Excerpt from a dataset
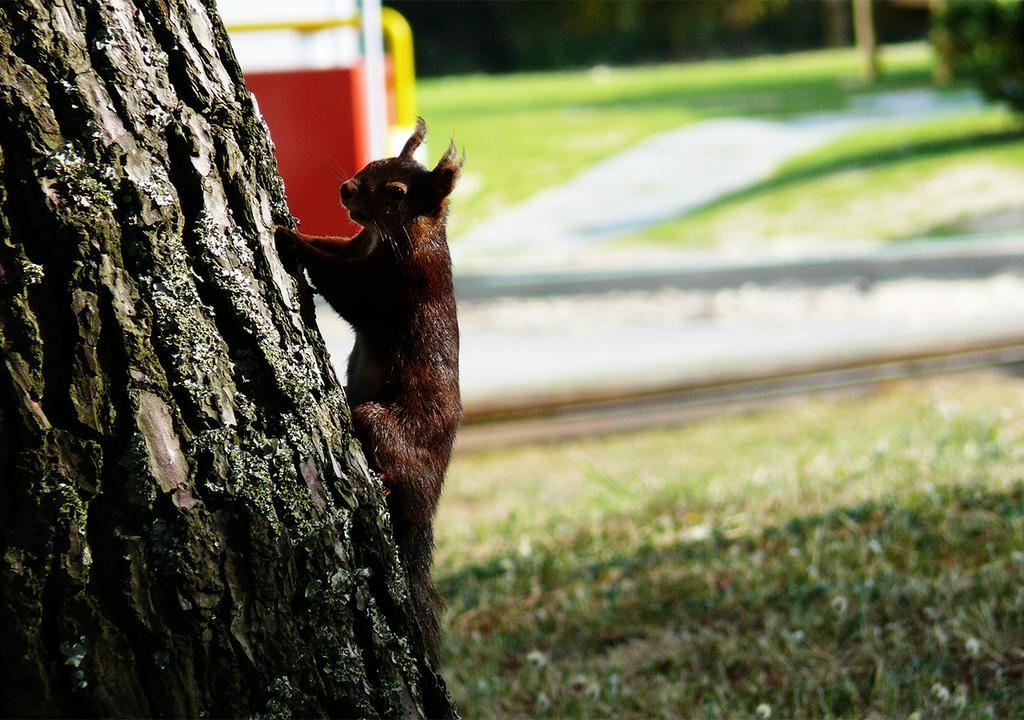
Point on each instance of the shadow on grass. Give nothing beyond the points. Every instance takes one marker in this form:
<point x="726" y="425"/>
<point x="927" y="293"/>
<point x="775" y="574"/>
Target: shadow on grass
<point x="799" y="615"/>
<point x="921" y="150"/>
<point x="756" y="97"/>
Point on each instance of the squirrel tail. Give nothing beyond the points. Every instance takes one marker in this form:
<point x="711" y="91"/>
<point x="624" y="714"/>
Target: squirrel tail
<point x="416" y="547"/>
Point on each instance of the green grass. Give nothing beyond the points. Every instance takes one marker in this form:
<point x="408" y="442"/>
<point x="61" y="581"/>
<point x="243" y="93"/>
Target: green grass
<point x="936" y="177"/>
<point x="836" y="557"/>
<point x="526" y="132"/>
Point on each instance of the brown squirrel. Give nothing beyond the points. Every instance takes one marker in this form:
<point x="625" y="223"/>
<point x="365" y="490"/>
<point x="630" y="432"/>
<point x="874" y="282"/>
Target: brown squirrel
<point x="392" y="282"/>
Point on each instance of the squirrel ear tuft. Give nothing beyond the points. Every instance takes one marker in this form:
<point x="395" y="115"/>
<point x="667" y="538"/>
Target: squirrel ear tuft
<point x="415" y="140"/>
<point x="446" y="172"/>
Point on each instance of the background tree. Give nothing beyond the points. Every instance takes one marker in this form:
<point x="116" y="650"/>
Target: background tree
<point x="983" y="40"/>
<point x="187" y="526"/>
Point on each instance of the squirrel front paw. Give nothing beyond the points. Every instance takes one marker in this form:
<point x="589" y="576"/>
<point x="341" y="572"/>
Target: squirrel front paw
<point x="284" y="240"/>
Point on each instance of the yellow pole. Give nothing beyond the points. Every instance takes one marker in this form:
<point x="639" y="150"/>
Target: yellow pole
<point x="863" y="27"/>
<point x="397" y="35"/>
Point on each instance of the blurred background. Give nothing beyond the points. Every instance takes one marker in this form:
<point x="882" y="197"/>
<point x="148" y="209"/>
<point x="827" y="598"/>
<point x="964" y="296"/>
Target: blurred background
<point x="742" y="323"/>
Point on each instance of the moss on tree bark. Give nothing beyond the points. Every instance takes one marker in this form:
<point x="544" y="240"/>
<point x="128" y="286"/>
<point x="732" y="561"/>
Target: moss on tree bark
<point x="188" y="527"/>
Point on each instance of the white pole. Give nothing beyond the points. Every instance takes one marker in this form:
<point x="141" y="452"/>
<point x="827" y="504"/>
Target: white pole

TASK: Rescale the listing from the line with "Point on each instance of the moss" through the end of the listing, both ends included, and give these lines again with the requests and their sample points left unchanged. Multiply every answer coordinate by 1.35 and round to whole numbers, with halves rounded up.

PROBLEM SOLUTION:
Point on each instance of the moss on tree bark. Give nothing beyond the points. Every instance takes one marker in this form:
<point x="544" y="240"/>
<point x="128" y="286"/>
<point x="732" y="561"/>
Target: moss on tree bark
<point x="254" y="711"/>
Point on each instance of the white pole. Give nothing beyond the points. Every instance takes one marker in this form:
<point x="141" y="452"/>
<point x="827" y="504"/>
Target: white pole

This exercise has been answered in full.